### Recorded information
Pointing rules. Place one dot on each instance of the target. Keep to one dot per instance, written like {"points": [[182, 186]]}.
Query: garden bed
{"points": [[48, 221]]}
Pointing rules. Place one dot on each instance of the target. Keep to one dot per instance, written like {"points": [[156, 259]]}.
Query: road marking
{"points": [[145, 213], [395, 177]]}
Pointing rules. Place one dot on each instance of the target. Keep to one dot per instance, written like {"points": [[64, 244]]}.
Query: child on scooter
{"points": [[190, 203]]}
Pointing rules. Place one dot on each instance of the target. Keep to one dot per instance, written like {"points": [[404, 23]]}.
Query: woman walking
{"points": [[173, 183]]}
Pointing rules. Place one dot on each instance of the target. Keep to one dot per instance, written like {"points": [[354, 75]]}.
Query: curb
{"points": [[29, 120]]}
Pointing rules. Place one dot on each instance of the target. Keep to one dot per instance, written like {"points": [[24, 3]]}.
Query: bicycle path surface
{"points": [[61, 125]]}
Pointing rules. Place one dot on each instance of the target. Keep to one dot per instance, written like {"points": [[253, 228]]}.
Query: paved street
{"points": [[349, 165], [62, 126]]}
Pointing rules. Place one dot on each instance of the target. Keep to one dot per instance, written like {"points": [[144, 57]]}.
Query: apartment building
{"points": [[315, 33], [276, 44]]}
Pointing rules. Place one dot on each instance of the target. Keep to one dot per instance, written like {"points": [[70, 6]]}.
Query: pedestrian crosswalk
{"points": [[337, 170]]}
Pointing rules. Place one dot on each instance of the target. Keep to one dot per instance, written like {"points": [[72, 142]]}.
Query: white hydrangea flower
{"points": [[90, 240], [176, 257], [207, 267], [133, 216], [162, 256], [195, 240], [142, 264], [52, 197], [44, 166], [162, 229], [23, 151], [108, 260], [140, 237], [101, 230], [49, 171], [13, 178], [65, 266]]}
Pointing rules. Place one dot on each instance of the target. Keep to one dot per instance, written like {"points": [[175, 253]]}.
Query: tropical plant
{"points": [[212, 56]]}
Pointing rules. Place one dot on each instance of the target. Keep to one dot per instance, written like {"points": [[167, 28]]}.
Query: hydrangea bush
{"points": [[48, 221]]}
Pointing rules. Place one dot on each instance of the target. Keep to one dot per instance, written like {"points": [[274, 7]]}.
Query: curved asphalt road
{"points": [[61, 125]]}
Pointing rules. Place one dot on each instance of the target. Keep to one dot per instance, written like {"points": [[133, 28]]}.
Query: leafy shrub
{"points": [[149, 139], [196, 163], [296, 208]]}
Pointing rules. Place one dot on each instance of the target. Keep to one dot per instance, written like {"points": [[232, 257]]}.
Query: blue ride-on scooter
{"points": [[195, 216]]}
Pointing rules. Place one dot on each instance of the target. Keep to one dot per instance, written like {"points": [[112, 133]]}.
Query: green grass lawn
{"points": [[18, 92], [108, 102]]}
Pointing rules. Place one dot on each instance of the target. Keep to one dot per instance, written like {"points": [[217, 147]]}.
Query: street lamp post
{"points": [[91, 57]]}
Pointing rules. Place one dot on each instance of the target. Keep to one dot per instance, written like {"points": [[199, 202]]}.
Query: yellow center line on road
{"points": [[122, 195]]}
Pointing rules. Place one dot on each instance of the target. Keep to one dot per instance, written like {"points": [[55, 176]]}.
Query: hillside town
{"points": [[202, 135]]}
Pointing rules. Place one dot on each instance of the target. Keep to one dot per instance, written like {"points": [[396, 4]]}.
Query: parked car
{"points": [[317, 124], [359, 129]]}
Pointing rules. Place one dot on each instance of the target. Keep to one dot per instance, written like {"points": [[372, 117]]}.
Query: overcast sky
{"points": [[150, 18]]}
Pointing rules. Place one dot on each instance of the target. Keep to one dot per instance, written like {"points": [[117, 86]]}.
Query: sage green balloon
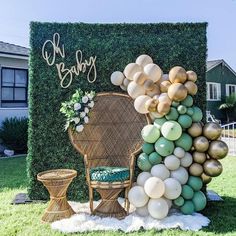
{"points": [[155, 158], [187, 208], [188, 101], [197, 114], [159, 122], [143, 162], [173, 114], [187, 192], [179, 201], [199, 201], [195, 183], [148, 148], [185, 141], [164, 147], [185, 121]]}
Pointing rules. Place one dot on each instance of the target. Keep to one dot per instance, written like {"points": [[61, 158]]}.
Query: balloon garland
{"points": [[179, 154]]}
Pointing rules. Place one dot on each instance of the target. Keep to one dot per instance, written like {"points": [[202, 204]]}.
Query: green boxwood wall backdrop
{"points": [[115, 45]]}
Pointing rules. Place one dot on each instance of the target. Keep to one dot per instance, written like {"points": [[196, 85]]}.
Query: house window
{"points": [[14, 86], [230, 89], [213, 91]]}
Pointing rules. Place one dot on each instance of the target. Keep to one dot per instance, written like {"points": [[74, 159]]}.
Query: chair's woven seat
{"points": [[109, 174]]}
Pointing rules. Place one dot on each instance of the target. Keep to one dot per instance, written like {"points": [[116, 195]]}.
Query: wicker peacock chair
{"points": [[109, 144]]}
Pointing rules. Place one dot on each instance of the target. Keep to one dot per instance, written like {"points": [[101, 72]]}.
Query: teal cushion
{"points": [[109, 174]]}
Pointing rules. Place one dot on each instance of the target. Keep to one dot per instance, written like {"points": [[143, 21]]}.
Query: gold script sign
{"points": [[51, 50]]}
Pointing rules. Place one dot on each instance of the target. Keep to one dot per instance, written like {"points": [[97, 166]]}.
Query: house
{"points": [[221, 82], [13, 80]]}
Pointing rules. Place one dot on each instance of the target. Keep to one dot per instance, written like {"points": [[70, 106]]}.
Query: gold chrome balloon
{"points": [[212, 130], [199, 157], [201, 144], [205, 178], [195, 130], [195, 169], [218, 149], [212, 168]]}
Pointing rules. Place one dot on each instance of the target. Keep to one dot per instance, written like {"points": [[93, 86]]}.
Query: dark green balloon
{"points": [[179, 201], [187, 208], [155, 158], [187, 192], [148, 148], [199, 201], [195, 183]]}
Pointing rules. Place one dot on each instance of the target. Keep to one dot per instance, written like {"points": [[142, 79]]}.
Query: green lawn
{"points": [[25, 219]]}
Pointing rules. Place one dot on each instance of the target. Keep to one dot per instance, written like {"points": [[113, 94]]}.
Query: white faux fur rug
{"points": [[83, 221]]}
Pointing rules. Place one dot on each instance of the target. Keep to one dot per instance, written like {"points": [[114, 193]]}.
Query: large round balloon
{"points": [[164, 147], [160, 171], [218, 149], [212, 130], [154, 187], [172, 188], [181, 174], [137, 196], [150, 133], [171, 130], [158, 208], [142, 177]]}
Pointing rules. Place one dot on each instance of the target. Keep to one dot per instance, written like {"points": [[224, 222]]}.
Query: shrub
{"points": [[14, 134]]}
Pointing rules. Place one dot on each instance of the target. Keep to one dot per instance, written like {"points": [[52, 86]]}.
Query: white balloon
{"points": [[187, 160], [160, 171], [137, 196], [154, 187], [158, 208], [153, 71], [172, 162], [117, 78], [142, 177], [139, 104], [143, 60], [181, 174], [134, 90], [179, 152], [142, 211], [172, 188]]}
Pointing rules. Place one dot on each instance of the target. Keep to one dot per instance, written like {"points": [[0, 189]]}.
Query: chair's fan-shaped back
{"points": [[113, 132]]}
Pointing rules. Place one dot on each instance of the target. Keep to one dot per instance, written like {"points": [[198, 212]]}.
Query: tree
{"points": [[229, 105]]}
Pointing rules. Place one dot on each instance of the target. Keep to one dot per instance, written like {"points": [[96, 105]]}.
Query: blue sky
{"points": [[220, 14]]}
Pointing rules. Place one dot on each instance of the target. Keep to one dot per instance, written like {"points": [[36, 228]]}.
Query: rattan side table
{"points": [[57, 182]]}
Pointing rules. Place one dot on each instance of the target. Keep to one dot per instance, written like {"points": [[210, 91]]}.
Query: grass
{"points": [[26, 219]]}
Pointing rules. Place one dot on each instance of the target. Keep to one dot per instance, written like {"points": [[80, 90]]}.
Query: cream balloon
{"points": [[153, 71], [139, 104], [154, 187], [158, 208], [172, 188], [160, 171], [137, 196], [181, 174], [142, 177], [134, 90]]}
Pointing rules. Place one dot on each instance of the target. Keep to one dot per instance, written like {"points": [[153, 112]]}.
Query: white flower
{"points": [[82, 114], [85, 99], [77, 106], [79, 128], [91, 104], [86, 119], [76, 120], [86, 110]]}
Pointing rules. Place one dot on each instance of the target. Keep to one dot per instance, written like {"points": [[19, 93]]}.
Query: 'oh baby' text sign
{"points": [[52, 49]]}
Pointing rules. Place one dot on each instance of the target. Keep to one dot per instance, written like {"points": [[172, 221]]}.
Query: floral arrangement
{"points": [[77, 109]]}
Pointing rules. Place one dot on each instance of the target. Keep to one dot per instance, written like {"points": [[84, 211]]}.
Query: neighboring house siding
{"points": [[223, 75], [17, 64]]}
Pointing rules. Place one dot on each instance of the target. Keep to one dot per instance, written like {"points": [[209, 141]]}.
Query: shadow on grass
{"points": [[222, 216]]}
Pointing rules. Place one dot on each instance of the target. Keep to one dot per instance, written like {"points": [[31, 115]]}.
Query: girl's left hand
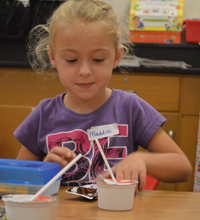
{"points": [[132, 167]]}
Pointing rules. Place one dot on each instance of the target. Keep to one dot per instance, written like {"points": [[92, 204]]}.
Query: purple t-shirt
{"points": [[52, 124]]}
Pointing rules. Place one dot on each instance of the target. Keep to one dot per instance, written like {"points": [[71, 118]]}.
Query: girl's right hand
{"points": [[61, 155]]}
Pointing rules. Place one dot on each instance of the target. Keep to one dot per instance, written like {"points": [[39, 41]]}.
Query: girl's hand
{"points": [[61, 155], [132, 167]]}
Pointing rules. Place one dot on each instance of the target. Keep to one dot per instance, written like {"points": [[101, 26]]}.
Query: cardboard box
{"points": [[166, 37], [156, 15], [27, 177]]}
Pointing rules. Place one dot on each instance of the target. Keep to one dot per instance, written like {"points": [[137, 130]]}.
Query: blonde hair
{"points": [[87, 11]]}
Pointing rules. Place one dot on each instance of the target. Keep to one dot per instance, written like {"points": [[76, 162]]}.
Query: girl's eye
{"points": [[98, 60], [71, 61]]}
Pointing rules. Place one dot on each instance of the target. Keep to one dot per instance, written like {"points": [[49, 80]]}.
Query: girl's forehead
{"points": [[80, 29]]}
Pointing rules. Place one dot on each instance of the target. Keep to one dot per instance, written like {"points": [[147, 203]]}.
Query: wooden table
{"points": [[148, 205]]}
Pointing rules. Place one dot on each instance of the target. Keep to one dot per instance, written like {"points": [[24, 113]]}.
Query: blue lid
{"points": [[27, 172]]}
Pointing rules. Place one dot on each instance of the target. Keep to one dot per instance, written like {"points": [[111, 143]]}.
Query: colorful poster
{"points": [[156, 15]]}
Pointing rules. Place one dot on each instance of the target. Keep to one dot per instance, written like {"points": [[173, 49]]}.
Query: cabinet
{"points": [[175, 96]]}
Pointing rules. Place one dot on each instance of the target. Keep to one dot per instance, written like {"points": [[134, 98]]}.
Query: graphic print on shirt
{"points": [[91, 164]]}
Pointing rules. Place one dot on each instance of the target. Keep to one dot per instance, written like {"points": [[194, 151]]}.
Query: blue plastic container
{"points": [[27, 177]]}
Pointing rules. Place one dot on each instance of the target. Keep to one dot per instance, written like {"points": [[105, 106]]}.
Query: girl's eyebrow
{"points": [[73, 50]]}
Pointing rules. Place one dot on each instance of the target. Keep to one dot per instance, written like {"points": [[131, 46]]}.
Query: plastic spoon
{"points": [[56, 177], [105, 160]]}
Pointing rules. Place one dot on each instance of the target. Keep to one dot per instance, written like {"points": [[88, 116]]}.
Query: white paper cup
{"points": [[116, 197], [39, 209]]}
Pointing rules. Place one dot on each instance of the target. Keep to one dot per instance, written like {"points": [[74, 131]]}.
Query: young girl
{"points": [[83, 43]]}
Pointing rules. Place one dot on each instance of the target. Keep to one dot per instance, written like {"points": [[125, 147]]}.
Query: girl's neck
{"points": [[86, 106]]}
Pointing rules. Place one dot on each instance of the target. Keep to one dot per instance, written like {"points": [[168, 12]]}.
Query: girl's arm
{"points": [[166, 162], [25, 154], [61, 155]]}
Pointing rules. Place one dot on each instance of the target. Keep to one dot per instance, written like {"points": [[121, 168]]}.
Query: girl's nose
{"points": [[84, 69]]}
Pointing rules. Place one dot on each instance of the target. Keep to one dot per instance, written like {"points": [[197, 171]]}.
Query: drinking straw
{"points": [[56, 177], [105, 160]]}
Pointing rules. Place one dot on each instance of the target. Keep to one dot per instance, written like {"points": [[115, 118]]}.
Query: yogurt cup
{"points": [[116, 196], [18, 208]]}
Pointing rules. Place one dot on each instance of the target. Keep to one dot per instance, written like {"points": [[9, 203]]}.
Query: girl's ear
{"points": [[51, 56], [118, 57]]}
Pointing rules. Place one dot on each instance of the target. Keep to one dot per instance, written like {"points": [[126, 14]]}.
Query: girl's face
{"points": [[84, 57]]}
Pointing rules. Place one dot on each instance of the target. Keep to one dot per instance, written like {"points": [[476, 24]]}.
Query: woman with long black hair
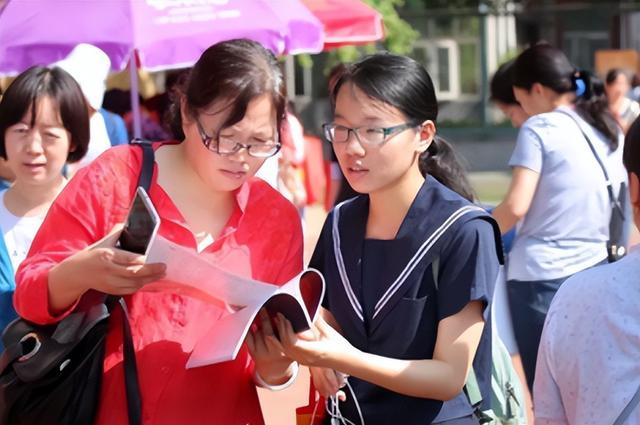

### Work required
Identify each line in the material above that contains the string "lawn" and copy those lines. Treat uppercase and lowercase as different.

### Solution for this problem
Query: green grass lawn
Query: green lawn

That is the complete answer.